**RECORDS TO PROCESS:**
------------------------------------

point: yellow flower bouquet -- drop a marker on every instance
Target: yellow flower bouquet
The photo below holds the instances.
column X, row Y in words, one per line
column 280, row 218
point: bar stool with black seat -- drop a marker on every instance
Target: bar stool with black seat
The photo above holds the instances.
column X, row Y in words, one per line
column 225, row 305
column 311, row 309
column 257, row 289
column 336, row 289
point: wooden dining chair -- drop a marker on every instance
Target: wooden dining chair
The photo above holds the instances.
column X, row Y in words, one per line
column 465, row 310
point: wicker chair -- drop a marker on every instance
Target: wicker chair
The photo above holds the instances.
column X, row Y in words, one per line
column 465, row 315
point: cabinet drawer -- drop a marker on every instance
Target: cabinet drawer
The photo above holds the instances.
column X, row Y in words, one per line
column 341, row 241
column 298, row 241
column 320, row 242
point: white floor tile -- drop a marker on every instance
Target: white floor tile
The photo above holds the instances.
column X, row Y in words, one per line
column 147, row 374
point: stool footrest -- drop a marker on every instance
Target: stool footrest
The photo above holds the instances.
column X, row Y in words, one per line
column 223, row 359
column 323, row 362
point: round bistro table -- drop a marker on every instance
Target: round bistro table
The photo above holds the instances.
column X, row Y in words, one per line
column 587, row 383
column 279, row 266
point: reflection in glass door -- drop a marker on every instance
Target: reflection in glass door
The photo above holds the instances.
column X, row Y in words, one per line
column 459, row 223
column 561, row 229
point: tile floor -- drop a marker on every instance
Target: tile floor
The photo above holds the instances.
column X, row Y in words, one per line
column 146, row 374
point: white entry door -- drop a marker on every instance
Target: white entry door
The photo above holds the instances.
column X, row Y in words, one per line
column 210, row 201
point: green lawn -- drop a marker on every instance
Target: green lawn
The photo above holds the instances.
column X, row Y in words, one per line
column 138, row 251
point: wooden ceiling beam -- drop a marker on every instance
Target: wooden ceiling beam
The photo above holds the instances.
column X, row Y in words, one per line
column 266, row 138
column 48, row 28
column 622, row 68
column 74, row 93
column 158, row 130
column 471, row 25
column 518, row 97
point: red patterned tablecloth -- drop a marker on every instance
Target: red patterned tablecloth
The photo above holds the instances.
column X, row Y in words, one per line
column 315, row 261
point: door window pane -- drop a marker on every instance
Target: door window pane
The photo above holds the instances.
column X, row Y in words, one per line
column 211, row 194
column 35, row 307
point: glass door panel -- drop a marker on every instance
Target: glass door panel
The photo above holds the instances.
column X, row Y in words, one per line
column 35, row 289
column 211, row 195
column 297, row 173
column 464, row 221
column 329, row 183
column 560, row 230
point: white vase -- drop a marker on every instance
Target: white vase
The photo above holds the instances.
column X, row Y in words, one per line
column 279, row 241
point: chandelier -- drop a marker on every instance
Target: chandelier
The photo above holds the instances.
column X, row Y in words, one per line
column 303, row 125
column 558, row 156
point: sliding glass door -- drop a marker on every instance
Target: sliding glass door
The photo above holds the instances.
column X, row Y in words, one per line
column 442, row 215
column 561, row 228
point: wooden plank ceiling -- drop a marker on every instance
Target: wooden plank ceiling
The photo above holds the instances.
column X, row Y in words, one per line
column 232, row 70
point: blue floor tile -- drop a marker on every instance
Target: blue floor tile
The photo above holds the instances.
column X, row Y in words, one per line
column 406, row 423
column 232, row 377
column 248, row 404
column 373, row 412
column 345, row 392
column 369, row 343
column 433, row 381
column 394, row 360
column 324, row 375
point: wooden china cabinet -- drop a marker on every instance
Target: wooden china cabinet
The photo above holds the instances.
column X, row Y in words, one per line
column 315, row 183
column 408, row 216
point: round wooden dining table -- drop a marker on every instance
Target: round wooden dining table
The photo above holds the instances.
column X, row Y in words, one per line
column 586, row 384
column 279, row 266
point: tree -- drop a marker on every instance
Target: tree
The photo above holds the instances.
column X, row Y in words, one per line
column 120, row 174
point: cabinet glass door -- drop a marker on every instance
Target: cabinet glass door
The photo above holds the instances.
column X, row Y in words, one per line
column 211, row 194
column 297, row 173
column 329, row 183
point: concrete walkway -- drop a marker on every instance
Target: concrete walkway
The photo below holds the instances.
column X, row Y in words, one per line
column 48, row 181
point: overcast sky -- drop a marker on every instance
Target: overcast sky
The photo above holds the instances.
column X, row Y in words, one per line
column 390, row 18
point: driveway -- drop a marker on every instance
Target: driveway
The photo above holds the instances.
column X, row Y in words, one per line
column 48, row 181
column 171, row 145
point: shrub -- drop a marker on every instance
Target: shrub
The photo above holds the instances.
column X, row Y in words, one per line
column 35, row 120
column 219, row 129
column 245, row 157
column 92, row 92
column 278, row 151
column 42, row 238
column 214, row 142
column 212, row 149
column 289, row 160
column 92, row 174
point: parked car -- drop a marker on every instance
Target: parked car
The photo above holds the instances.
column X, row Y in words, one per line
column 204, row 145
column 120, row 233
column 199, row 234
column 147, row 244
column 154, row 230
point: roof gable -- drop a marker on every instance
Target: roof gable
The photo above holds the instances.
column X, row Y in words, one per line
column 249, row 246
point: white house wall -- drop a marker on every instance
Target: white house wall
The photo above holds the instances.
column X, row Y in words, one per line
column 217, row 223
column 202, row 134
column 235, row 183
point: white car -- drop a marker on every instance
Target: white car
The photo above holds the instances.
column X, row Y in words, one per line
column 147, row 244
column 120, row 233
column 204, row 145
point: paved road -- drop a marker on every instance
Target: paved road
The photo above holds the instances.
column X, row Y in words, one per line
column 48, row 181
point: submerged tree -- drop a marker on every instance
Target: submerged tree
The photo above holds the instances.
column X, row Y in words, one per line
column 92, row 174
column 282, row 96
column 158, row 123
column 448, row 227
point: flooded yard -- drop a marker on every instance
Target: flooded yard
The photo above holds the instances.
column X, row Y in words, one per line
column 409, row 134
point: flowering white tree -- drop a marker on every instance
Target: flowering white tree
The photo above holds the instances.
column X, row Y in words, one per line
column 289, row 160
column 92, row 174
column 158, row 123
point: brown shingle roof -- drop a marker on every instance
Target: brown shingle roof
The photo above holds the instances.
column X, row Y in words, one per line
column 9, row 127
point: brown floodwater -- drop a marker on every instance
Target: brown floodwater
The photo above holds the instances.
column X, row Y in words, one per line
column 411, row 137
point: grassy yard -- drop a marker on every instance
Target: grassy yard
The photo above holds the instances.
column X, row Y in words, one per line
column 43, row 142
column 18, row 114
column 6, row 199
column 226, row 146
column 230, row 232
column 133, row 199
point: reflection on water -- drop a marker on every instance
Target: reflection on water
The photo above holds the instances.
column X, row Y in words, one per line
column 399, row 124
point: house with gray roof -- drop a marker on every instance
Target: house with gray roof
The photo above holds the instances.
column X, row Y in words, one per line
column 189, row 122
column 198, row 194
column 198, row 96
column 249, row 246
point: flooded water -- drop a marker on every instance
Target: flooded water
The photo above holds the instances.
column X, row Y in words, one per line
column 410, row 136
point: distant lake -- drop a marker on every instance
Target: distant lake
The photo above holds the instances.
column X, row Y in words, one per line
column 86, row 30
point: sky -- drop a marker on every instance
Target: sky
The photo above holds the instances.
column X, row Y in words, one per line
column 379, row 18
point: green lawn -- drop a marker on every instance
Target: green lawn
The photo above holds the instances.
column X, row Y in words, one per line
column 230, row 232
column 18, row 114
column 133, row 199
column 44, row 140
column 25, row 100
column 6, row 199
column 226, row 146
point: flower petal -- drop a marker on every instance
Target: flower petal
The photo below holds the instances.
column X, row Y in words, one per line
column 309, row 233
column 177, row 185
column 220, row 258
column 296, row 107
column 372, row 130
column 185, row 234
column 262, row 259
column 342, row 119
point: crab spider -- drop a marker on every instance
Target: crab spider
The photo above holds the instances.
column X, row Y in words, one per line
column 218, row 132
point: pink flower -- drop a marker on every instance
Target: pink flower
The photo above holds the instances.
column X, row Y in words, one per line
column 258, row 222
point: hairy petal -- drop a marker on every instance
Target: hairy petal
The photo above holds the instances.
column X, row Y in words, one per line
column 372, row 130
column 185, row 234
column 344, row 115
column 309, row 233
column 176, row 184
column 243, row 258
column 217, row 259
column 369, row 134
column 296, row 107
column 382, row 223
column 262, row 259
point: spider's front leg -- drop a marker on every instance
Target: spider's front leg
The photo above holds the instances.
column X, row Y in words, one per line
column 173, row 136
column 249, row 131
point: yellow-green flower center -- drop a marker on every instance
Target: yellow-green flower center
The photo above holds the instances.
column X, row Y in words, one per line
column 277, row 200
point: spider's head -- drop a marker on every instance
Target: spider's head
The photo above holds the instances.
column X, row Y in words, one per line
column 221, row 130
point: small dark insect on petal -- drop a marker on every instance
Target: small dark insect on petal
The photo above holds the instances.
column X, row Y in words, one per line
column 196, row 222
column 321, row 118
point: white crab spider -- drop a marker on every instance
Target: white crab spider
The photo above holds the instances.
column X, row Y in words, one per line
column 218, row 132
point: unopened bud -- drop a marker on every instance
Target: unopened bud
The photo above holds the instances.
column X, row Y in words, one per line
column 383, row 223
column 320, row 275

------------------------------------

**BRIEF:**
Copy the stretch of the records above that runs from the line with "Target: white car" through the line with "Target: flooded yard". Both end lines belong in the copy, and nothing else does.

**EXERCISE RESULT:**
Target: white car
The photo above holds the instances.
column X, row Y in words, one per line
column 147, row 244
column 120, row 233
column 204, row 145
point: paved road -- drop a marker on every instance
Target: paved road
The photo above holds the instances.
column X, row Y in words, one per line
column 48, row 181
point: submerged tree -- drop a marker on every instance
Target: submerged tree
The photo above holds the instances.
column X, row Y in words, one per line
column 92, row 174
column 282, row 96
column 158, row 123
column 448, row 227
point: flooded yard -- drop a marker on every instance
Target: flooded yard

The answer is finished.